§ **Work request**: Each line from the one containing "Pick out each instance of the dog's lower" onward, through the end of the entries, is to be transcribed exactly; nothing else is to be included.

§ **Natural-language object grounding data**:
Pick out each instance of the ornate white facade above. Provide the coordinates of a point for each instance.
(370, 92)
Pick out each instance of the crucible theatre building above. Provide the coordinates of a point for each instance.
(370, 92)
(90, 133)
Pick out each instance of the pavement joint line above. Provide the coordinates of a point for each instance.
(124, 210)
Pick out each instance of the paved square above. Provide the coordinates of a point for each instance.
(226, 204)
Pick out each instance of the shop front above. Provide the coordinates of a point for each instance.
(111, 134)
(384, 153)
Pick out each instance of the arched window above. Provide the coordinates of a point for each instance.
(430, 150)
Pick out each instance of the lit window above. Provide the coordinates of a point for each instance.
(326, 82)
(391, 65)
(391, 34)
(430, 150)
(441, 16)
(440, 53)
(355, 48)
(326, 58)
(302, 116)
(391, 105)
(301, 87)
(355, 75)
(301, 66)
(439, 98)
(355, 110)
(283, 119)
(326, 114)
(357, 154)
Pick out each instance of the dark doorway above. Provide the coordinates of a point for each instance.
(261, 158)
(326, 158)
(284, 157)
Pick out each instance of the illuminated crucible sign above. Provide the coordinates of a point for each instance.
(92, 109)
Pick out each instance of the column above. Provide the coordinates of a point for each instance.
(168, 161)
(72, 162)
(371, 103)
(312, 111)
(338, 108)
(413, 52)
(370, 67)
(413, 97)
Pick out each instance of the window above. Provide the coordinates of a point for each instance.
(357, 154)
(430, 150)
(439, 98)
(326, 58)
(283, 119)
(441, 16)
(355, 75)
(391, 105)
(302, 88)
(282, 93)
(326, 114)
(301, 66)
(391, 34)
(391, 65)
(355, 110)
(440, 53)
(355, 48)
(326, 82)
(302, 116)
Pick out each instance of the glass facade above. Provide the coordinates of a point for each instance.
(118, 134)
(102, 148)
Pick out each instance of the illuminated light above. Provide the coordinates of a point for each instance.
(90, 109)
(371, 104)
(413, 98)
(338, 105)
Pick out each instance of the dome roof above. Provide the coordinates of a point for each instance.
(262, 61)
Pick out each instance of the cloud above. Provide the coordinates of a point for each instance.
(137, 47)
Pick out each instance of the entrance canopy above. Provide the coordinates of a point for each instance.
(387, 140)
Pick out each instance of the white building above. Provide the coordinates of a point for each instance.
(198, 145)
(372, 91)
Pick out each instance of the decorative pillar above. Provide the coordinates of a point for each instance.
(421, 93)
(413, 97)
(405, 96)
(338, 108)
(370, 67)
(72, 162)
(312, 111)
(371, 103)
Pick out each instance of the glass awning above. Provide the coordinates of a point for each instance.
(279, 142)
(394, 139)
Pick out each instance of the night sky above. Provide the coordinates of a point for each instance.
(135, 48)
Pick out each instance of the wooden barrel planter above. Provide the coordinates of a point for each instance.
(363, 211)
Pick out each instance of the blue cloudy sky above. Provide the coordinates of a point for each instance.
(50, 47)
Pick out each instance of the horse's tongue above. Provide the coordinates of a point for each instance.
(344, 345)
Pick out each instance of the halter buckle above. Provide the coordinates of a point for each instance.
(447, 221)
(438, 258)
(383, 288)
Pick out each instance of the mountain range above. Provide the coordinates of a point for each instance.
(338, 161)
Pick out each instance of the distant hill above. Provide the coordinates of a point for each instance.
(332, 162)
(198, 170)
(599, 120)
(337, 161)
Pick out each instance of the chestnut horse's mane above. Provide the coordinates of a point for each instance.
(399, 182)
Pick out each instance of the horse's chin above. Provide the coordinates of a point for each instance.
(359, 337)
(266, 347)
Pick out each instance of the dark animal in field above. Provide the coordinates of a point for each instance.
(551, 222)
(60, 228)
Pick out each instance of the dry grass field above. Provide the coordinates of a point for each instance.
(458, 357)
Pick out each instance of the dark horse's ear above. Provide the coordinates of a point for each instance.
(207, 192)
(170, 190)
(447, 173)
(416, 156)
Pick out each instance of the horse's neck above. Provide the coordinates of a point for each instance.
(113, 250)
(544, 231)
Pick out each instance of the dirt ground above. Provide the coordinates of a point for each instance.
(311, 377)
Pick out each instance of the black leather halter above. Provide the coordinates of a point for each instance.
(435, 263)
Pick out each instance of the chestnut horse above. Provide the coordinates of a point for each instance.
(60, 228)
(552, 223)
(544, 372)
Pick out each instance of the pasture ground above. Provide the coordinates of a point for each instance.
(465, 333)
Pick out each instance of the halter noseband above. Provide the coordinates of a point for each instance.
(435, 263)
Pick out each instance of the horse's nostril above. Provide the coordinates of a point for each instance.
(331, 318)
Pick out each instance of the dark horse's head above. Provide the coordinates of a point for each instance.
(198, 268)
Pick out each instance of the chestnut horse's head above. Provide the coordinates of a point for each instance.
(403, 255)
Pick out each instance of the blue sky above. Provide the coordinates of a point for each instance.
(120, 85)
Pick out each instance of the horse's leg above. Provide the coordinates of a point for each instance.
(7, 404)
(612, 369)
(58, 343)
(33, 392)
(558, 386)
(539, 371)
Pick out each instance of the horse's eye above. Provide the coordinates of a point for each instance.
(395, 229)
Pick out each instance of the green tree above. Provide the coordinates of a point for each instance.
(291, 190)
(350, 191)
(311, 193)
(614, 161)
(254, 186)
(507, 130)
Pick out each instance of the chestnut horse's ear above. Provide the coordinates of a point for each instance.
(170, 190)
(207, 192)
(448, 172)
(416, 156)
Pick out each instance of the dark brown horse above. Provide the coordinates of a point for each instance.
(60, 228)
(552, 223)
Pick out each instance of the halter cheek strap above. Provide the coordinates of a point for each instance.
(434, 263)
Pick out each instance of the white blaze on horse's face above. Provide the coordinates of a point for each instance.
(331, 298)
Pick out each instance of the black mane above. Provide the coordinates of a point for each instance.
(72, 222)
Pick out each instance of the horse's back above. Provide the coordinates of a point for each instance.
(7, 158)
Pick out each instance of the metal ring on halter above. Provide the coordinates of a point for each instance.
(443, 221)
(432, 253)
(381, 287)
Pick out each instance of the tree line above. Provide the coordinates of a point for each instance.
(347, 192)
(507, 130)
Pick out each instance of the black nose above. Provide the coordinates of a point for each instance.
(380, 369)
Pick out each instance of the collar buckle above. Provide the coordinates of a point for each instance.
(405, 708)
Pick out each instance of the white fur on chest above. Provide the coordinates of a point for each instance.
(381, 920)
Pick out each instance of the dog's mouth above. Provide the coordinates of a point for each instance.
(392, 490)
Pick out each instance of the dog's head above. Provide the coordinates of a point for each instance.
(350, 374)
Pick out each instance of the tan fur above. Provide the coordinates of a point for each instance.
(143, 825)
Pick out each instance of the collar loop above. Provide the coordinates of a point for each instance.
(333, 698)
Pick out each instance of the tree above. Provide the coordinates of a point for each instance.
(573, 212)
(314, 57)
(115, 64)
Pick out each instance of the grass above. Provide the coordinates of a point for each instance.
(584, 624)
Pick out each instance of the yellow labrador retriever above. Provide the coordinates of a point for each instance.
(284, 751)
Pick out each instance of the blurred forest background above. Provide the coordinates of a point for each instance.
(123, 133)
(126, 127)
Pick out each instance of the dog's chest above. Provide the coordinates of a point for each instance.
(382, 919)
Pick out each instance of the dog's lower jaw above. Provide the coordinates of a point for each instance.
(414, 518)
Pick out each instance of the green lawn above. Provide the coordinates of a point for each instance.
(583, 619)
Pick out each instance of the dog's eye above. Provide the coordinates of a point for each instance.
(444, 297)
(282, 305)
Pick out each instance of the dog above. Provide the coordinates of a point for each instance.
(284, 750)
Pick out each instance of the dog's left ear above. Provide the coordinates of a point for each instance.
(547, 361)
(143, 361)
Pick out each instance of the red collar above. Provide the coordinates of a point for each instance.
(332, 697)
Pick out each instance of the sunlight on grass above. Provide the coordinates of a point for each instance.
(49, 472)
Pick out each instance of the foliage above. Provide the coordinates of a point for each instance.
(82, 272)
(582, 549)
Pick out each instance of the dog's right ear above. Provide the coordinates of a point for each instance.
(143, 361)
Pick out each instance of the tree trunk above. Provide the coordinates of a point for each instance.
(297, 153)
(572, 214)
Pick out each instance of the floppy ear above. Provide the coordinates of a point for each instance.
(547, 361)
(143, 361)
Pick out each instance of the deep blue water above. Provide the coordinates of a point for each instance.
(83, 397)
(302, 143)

§ **Answer to the exercise**:
Pick out each instance of the dog's lower jaw above. Provide the coordinates of a point for each instance.
(414, 518)
Pick out each instance of the green lawn above. Provide the coordinates of a point for each instance.
(583, 619)
Pick out each instance of the dog's eye above. Provide the coordinates of a point for each instance.
(444, 297)
(282, 305)
Pick out each instance of the dog above. Provide the coordinates of a point for each instance.
(284, 750)
Pick out each instance of the dog's left ear above. Provide the coordinates of a point for each instance.
(547, 361)
(143, 361)
Pick out each instance of the red collar above. Provide the coordinates of a point for each instance.
(332, 697)
Pick out each instance of the sunlight on grass above. Provide the coordinates of a point for each instance.
(49, 472)
Pick out each instance of the foliage above. Provide the coordinates of a point for each instance.
(82, 272)
(582, 549)
Pick out each instance of the dog's right ear above. Provide the coordinates of a point for each instance.
(143, 361)
Pick out each instance of the tree trunk above. Provide the coordinates of a point for each instance.
(297, 153)
(572, 214)
Pick out each instance of the floppy ear above. Provide the coordinates of a point for each instance.
(547, 361)
(143, 361)
Pick out each instance of the deep blue water above. Provide the coordinates of a point for each instance.
(83, 397)
(302, 143)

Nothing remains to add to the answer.